* BEGIN PAGE EXTRACT *
Of threads, forks and PCLSRing in high-level languages
Amongst the little Common Lisp projects I have been working on at ITA, that we have published as free software, there is single-threaded-ccl, a small modification to Clozure CL (CCL) that allows it to start and run in a single thread. Why is that hack necessary at all? Because I'd like to do useful computations in forks (including but not limited to parallel compilation with POIU or XCVB or robust Erlang-style concurrency), but (a) the upstream CCL insists on always spawning ancillary threads during system initialization to manage interactive I/O, and (b) threads pretty much guarantee that most attempts to compute in a fork will result in massive instability. I'll cover the first issue quickly, but the second issue is what I will develop.
Unhappily regarding the first issue, Gary Byers, the top CCL author and maintainer, has expressed his disinterest in providing an option for single-threaded startup in the upstream CCL, even though I offered that I could do the porting and maintaining myself. Note that such supported interface would probably involve more than my small hack: my hack sacrifices some interactive features, meaning that you have to manually call finish-output to flush your output stream buffers before you may expect the user to see what you printed (which you should do to be standard-compliant anyway), and to that you need to manually poll for any Ctrl-C interrupts to have them processed. Yet supporting the option wouldn't be hard, as long as you don't care too much for interrupts: 1- you'd have to refactor and clean up the startup process, which would be a good thing anyway, and 2- you'd have to do the right thing with streams, which is just a special variable away (like Perl's $|), though it would probably be better to keep an interactive? slot in the stream class (possibly initialized by default from such special variable). Now, getting interrupts right may be tricky (and may involve some of the PCLSRing issues discussed below) but I'm sure the target audience of the single-threaded-ccl, who write system software, would be quite happy to live with that restriction. There is little to add to this issue, so I'll say no more.
* END PAGE EXTRACT *
◆ WRITTEN EXERCISE: Copy out, word for word, everything in the post about threads and forks in Clozure CL from "Of threads, forks" down to "I will develop.".
* BEGIN DATA PROVIDED *
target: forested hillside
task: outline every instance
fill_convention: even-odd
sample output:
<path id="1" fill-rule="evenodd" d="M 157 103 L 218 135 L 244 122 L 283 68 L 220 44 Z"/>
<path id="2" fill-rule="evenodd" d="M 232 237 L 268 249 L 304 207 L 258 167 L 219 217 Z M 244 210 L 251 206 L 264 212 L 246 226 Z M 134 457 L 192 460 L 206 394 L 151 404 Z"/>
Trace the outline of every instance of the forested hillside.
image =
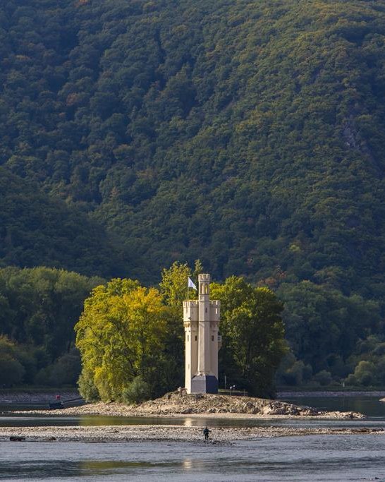
<path id="1" fill-rule="evenodd" d="M 0 40 L 3 265 L 199 258 L 313 370 L 384 341 L 385 0 L 9 0 Z"/>

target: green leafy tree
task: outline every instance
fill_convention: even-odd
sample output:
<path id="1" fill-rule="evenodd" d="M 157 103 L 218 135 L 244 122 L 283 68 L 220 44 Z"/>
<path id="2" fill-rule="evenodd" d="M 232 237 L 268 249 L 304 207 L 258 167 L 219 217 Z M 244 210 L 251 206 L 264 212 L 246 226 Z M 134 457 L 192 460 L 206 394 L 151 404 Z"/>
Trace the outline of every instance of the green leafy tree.
<path id="1" fill-rule="evenodd" d="M 141 377 L 156 391 L 161 375 L 166 309 L 159 291 L 131 279 L 97 287 L 75 325 L 85 378 L 103 400 L 120 399 Z M 85 395 L 87 394 L 85 394 Z"/>
<path id="2" fill-rule="evenodd" d="M 211 296 L 221 301 L 222 370 L 250 394 L 271 396 L 274 373 L 286 351 L 281 303 L 269 289 L 237 277 L 213 284 Z"/>

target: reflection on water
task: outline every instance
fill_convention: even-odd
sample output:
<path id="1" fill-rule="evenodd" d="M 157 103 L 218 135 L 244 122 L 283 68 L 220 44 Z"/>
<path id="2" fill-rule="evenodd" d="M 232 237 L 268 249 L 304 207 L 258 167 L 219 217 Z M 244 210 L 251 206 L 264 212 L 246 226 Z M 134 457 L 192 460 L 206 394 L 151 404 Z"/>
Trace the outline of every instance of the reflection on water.
<path id="1" fill-rule="evenodd" d="M 202 443 L 0 442 L 0 479 L 358 481 L 385 479 L 385 437 Z M 42 456 L 44 454 L 44 458 Z"/>
<path id="2" fill-rule="evenodd" d="M 326 410 L 361 411 L 366 420 L 63 417 L 8 416 L 0 426 L 172 424 L 187 427 L 281 426 L 383 427 L 385 404 L 377 397 L 288 399 Z M 15 448 L 17 450 L 15 450 Z M 44 454 L 44 457 L 42 454 Z M 0 479 L 87 481 L 357 481 L 385 480 L 385 436 L 312 435 L 259 438 L 229 445 L 176 442 L 31 442 L 0 441 Z"/>
<path id="3" fill-rule="evenodd" d="M 293 397 L 284 402 L 296 405 L 308 405 L 324 410 L 341 411 L 359 411 L 370 417 L 385 418 L 385 403 L 379 397 Z"/>

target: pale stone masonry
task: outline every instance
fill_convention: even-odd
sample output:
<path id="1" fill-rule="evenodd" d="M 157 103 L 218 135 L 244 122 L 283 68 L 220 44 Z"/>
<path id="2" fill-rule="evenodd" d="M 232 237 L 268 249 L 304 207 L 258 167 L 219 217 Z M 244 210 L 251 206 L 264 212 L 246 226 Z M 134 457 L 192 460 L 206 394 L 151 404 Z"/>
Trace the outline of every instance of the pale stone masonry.
<path id="1" fill-rule="evenodd" d="M 210 275 L 198 277 L 198 299 L 183 301 L 188 393 L 218 392 L 221 302 L 209 297 Z"/>

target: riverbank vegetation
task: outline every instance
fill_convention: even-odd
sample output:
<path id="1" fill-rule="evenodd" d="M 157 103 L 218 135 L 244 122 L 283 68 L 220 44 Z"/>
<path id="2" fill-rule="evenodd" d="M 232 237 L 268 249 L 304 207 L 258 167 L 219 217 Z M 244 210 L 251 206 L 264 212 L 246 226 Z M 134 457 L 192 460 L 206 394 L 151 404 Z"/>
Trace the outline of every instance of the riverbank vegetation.
<path id="1" fill-rule="evenodd" d="M 384 0 L 9 0 L 0 38 L 0 375 L 72 383 L 92 277 L 170 310 L 200 258 L 283 303 L 279 383 L 384 383 Z"/>
<path id="2" fill-rule="evenodd" d="M 183 386 L 188 276 L 187 265 L 174 263 L 164 270 L 160 290 L 116 279 L 92 291 L 75 327 L 83 397 L 138 402 Z M 286 351 L 282 304 L 269 289 L 236 277 L 213 284 L 212 298 L 222 310 L 221 370 L 250 394 L 273 395 Z"/>
<path id="3" fill-rule="evenodd" d="M 0 385 L 75 386 L 82 365 L 73 329 L 80 318 L 80 383 L 87 398 L 124 392 L 127 401 L 140 400 L 182 386 L 181 301 L 187 277 L 196 279 L 202 269 L 200 262 L 194 270 L 174 263 L 150 288 L 51 268 L 0 269 Z M 384 385 L 378 303 L 310 282 L 282 284 L 275 295 L 238 277 L 213 283 L 212 297 L 222 303 L 221 387 L 225 376 L 228 387 L 257 394 L 273 394 L 274 384 L 316 390 Z M 97 356 L 98 344 L 87 345 L 91 335 L 102 344 Z"/>

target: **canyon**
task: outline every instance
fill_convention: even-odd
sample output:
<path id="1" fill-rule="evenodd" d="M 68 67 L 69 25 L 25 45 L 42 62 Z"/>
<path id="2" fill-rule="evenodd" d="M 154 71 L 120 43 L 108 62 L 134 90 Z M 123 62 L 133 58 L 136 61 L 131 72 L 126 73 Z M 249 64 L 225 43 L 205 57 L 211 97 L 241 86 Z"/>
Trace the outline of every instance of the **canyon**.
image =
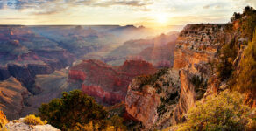
<path id="1" fill-rule="evenodd" d="M 153 77 L 156 73 L 147 80 L 135 79 L 129 85 L 125 109 L 142 122 L 142 130 L 163 129 L 184 121 L 184 114 L 196 101 L 207 89 L 213 90 L 207 86 L 212 78 L 209 63 L 220 45 L 217 38 L 224 28 L 224 24 L 188 24 L 176 40 L 174 67 L 157 79 Z M 203 79 L 204 89 L 197 89 L 195 79 Z"/>
<path id="2" fill-rule="evenodd" d="M 82 91 L 101 104 L 114 105 L 124 100 L 127 87 L 133 78 L 157 71 L 143 60 L 126 60 L 120 66 L 111 66 L 100 60 L 83 60 L 68 72 L 72 81 L 82 82 Z"/>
* END DATA PROVIDED *
◆ TASK ANSWER:
Of threads, forks and PCLSRing in high-level languages
Amongst the little Common Lisp projects I have been working on at ITA, that we have published as free software, there is single-threaded-ccl, a small modification to Clozure CL (CCL) that allows it to start and run in a single thread. Why is that hack necessary at all? Because I'd like to do useful computations in forks (including but not limited to parallel compilation with POIU or XCVB or robust Erlang-style concurrency), but (a) the upstream CCL insists on always spawning ancillary threads during system initialization to manage interactive I/O, and (b) threads pretty much guarantee that most attempts to compute in a fork will result in massive instability. I'll cover the first issue quickly, but the second issue is what I will develop.